* _Assigned task_: From the final project description, copy the part that opens with the words containing "In order for" and closes with "continuous numerical variables.".

* _Supplied text_:
Introduction

TLDR: Pick (or create) a dataset and do something with it. That is your final project.

The final project for this class will consist of analysis on a dataset of your own choosing or creation. The dataset may already exist, or you may collect your own data using a survey, by conducting an experiment, or by scraping the web. You can choose the data based on your interests or based on work in other courses or research projects. The goal of this project is for you to demonstrate proficiency in the techniques we have covered in this class (and beyond, if you like) and apply them to a dataset in a meaningful way.

Data sources

In order for you to have the greatest chance of success with this project it is important that you choose a manageable dataset. This means that the data should be readily accessible and large enough that multiple relationships can be explored. As such, your dataset must have at least 50 observations and at least 10 variables (exceptions can be made but you must speak with me first). The dataset’s variables should include categorical variables, discrete numerical variables, and continuous numerical variables.

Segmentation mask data
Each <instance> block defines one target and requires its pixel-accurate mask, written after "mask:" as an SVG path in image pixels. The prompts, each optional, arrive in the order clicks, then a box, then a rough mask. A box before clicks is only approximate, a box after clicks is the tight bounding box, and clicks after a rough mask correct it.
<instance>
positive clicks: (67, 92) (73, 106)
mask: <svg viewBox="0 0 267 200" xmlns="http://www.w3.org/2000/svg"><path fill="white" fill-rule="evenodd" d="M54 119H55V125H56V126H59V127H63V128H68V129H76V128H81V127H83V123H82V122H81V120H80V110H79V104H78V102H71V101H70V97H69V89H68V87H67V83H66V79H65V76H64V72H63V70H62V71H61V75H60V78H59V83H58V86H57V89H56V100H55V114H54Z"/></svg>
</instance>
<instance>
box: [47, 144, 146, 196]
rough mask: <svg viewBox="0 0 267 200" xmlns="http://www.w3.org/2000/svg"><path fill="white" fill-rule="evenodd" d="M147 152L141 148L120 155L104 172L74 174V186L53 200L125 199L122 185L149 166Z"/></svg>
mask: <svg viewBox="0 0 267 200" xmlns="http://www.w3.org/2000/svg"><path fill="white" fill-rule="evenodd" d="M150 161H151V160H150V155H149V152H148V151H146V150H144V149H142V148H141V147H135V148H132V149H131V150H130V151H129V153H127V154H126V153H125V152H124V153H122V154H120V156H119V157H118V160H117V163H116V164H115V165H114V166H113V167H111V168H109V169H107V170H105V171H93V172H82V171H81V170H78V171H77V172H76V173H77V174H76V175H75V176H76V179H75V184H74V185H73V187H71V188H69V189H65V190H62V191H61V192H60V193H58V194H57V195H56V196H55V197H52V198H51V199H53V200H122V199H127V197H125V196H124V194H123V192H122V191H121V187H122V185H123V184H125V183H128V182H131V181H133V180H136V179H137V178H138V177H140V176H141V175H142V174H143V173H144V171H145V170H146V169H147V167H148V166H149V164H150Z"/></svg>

* _Finished task_:
In order for you to have the greatest chance of success with this project it is important that you choose a manageable dataset. This means that the data should be readily accessible and large enough that multiple relationships can be explored. As such, your dataset must have at least 50 observations and at least 10 variables (exceptions can be made but you must speak with me first). The dataset’s variables should include categorical variables, discrete numerical variables, and continuous numerical variables.